Listing
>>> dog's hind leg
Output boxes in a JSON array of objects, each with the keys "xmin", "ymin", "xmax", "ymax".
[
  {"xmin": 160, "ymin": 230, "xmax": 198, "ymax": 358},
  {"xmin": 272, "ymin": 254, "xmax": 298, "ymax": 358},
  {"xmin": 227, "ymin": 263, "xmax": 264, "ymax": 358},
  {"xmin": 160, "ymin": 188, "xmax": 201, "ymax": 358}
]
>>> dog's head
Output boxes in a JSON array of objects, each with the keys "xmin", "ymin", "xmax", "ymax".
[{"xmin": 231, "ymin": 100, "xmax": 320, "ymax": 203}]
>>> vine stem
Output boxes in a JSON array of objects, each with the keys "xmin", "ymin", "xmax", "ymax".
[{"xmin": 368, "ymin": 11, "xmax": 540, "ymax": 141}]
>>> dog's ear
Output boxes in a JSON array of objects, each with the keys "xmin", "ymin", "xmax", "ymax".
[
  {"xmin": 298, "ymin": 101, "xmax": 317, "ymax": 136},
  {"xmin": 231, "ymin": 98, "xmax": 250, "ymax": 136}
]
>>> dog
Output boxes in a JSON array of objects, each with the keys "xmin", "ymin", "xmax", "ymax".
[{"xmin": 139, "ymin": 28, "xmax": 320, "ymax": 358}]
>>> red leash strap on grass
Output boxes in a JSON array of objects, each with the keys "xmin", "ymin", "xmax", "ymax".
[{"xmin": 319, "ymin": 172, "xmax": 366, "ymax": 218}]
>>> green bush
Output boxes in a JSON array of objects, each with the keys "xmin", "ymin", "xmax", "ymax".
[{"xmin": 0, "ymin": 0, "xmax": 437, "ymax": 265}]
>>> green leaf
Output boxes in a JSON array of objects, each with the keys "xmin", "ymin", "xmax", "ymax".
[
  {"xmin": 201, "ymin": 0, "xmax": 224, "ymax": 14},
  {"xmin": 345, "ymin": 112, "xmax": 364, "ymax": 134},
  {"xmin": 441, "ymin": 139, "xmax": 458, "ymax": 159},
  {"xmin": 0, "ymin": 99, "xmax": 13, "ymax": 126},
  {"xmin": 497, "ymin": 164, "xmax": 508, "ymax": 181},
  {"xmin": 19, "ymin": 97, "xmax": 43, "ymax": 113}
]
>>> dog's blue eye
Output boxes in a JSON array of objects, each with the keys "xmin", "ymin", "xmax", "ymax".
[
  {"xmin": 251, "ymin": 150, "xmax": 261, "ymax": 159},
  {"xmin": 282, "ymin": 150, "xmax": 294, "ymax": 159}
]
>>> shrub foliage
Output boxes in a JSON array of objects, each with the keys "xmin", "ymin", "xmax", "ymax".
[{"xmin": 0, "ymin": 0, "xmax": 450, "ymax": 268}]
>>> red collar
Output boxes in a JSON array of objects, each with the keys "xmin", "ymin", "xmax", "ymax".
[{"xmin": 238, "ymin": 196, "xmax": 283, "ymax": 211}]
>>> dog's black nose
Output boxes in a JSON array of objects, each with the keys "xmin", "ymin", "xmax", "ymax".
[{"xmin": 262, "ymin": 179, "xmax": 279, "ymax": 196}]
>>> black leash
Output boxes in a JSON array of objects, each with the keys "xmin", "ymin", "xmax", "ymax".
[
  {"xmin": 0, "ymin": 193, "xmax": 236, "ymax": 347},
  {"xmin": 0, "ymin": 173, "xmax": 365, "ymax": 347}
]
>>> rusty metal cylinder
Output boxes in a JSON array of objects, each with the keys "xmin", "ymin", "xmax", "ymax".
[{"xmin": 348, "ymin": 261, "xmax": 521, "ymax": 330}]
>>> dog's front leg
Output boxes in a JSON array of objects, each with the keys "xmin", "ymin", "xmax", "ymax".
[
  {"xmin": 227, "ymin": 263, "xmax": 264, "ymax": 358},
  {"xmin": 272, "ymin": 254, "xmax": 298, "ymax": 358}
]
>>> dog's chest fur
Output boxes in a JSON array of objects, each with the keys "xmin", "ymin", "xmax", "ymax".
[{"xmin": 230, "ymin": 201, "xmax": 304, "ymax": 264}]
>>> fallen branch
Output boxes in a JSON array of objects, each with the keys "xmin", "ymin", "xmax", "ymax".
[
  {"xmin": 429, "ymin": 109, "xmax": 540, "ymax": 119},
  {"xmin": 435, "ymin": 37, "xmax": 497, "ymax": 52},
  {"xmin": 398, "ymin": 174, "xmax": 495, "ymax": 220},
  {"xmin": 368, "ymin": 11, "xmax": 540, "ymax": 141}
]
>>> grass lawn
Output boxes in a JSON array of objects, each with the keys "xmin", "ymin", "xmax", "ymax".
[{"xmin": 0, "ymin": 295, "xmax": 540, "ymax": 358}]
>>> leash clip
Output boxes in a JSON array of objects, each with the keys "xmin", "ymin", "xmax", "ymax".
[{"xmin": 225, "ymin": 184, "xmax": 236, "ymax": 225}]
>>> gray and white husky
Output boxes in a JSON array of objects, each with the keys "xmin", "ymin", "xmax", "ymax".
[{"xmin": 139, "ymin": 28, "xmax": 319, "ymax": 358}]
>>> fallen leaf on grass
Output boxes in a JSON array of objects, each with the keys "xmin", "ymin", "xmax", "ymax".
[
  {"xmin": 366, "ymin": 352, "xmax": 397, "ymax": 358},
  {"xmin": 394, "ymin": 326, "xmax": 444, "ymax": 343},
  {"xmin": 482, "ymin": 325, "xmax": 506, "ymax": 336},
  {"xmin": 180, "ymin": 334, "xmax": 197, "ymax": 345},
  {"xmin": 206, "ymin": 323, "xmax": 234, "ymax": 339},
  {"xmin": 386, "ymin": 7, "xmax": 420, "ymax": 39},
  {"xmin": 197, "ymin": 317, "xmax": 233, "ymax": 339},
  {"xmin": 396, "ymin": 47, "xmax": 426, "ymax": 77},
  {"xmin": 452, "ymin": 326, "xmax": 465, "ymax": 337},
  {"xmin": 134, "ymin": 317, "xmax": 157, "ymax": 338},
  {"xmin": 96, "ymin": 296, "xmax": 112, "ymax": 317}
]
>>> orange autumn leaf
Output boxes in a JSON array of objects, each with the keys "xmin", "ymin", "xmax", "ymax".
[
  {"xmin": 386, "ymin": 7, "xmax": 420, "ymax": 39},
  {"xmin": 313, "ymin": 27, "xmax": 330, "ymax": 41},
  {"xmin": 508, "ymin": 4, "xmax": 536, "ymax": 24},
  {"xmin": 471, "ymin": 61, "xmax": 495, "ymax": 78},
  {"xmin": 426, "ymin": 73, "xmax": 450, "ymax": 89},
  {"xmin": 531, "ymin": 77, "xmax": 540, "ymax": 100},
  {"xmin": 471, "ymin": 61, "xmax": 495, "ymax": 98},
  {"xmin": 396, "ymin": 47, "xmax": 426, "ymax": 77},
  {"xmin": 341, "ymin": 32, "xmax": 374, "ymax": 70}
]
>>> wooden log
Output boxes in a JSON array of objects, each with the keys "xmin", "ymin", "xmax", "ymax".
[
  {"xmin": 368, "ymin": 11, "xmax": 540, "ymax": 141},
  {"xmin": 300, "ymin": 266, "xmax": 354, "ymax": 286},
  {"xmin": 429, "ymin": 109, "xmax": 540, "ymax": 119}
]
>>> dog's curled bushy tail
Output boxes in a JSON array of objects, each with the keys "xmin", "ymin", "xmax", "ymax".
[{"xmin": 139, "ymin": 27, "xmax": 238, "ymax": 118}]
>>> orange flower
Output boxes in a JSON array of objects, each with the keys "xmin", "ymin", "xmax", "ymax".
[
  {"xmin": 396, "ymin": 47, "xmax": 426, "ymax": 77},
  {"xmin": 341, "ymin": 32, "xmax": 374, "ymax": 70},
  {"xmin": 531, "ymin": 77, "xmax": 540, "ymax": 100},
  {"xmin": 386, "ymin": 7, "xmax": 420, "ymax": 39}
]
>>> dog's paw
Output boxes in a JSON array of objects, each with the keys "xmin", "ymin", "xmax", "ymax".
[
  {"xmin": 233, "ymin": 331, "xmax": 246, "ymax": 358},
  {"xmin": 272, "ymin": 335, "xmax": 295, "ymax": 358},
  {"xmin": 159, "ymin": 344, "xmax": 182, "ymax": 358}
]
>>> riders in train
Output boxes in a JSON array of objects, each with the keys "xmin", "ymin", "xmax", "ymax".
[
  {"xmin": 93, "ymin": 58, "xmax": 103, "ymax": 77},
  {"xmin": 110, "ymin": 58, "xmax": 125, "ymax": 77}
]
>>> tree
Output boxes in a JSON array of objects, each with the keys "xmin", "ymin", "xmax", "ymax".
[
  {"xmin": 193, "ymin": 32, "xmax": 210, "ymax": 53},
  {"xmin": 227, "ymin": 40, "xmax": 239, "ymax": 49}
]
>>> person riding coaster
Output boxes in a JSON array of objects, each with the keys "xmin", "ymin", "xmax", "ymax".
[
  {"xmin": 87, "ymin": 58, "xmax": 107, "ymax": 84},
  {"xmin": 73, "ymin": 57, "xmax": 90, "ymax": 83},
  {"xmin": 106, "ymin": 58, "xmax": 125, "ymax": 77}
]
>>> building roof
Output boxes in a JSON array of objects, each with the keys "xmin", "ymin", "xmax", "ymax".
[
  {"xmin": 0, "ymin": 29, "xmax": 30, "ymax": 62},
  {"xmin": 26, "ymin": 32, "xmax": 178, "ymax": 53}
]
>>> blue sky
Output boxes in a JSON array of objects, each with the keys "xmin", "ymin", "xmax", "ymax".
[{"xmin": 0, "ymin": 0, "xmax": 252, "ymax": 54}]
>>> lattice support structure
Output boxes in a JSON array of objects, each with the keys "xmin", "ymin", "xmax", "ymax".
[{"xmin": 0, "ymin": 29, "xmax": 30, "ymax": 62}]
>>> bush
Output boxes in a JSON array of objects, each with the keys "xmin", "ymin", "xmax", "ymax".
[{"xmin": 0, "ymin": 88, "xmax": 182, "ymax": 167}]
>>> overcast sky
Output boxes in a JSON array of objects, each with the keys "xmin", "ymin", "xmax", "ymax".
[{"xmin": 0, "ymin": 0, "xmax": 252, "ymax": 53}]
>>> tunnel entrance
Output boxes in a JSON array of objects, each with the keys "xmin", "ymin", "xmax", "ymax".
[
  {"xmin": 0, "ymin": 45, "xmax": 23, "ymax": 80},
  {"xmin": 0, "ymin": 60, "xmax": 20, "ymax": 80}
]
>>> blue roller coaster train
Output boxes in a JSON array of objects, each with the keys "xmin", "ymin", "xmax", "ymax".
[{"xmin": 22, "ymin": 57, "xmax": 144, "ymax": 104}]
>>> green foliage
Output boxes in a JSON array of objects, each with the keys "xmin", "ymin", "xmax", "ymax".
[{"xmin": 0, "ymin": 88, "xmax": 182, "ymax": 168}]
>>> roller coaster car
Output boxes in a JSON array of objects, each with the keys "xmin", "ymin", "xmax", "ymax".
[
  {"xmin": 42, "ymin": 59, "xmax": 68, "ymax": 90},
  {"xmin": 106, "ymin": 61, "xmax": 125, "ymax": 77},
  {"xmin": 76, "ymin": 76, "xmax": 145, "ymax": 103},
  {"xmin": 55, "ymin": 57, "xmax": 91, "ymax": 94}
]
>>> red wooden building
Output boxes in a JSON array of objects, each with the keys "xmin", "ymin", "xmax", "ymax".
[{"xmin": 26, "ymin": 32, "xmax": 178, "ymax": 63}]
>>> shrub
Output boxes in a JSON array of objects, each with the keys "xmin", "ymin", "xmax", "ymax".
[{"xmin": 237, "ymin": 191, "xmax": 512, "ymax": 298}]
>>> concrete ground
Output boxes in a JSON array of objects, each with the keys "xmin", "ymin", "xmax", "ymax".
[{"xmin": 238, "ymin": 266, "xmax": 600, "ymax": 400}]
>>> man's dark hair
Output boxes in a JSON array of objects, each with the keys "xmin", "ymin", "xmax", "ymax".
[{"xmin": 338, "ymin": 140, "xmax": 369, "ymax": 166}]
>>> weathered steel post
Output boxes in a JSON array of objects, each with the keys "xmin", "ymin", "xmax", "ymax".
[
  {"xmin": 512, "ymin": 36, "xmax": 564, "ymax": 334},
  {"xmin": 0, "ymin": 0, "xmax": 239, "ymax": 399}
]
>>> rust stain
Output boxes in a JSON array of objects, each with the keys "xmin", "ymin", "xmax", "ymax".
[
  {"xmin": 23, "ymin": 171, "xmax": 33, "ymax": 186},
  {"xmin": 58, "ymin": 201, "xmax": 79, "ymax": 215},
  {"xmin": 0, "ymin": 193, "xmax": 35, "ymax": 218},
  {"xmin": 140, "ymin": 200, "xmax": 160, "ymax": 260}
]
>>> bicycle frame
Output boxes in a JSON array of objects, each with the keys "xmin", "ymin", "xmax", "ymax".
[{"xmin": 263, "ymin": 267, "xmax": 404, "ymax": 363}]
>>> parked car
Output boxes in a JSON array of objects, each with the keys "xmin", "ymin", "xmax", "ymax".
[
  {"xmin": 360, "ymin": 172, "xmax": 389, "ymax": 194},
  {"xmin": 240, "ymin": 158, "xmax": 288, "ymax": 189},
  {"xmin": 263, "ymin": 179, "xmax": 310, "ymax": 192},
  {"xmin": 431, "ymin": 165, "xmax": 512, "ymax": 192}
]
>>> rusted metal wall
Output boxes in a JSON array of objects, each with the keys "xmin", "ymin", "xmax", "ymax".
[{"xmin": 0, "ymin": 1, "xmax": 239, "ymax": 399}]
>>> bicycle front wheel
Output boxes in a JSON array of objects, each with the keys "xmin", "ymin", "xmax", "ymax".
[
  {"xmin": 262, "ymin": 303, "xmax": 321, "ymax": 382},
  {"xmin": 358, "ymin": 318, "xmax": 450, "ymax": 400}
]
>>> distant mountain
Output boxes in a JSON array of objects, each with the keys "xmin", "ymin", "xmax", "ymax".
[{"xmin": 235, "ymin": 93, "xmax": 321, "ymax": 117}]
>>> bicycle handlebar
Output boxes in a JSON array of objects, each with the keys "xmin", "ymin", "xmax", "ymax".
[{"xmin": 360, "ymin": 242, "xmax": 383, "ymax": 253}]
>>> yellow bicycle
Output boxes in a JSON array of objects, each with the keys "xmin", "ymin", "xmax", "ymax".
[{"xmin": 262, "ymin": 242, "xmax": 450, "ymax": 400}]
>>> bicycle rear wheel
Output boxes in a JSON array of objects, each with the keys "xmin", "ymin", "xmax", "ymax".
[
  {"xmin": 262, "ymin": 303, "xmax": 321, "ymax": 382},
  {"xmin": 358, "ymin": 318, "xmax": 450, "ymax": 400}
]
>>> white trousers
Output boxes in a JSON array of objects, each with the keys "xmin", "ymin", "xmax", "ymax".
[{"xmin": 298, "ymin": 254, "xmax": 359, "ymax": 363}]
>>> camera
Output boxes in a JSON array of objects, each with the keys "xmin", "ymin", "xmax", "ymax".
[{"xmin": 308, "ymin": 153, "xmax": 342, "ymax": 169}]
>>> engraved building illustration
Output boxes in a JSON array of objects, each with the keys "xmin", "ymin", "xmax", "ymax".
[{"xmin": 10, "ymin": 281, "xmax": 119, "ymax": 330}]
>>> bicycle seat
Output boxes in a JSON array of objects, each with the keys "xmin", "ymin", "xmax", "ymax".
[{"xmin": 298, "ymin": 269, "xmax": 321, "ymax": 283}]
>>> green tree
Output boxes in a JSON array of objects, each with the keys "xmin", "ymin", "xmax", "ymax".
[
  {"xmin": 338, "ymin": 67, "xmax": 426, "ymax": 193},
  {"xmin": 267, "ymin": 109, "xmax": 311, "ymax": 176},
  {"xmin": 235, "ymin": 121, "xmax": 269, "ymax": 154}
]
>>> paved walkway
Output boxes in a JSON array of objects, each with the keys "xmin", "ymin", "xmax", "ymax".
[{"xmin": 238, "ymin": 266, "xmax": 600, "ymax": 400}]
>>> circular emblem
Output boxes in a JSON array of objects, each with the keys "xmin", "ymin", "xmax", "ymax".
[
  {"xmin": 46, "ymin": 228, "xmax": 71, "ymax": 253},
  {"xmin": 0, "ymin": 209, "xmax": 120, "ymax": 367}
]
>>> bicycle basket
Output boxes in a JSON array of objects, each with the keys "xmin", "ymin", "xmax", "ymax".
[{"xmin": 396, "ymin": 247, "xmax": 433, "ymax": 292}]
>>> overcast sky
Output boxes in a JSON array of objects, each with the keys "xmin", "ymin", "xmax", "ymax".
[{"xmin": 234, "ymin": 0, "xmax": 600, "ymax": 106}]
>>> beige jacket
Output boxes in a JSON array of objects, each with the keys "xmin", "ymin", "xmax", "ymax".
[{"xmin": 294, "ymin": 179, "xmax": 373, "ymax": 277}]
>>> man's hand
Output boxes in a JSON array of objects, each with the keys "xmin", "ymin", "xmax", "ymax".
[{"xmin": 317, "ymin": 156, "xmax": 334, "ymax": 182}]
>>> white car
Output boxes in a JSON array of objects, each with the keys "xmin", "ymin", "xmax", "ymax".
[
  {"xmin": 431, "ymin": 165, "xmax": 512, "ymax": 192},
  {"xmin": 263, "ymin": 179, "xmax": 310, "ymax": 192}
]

What you will do:
Filter the listing above down to every line that contains the string "leaf", counting a match only when the case is the same.

Answer to this exercise:
>>> green leaf
>>> fallen leaf on grass
>>> orange autumn leaf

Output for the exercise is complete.